Segment Start: Task data

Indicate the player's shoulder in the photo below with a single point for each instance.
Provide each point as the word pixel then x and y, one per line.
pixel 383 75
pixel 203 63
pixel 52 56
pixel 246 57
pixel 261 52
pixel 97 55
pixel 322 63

Segment End: Task data

What you should do → This exercise calls for every record above to be written out again exactly.

Solution for this task →
Indicate the player's shoulder in the photo below with a single point for each instance.
Provide each point as the word pixel then x and y, one per line.
pixel 383 75
pixel 203 63
pixel 52 56
pixel 246 57
pixel 261 52
pixel 97 55
pixel 322 63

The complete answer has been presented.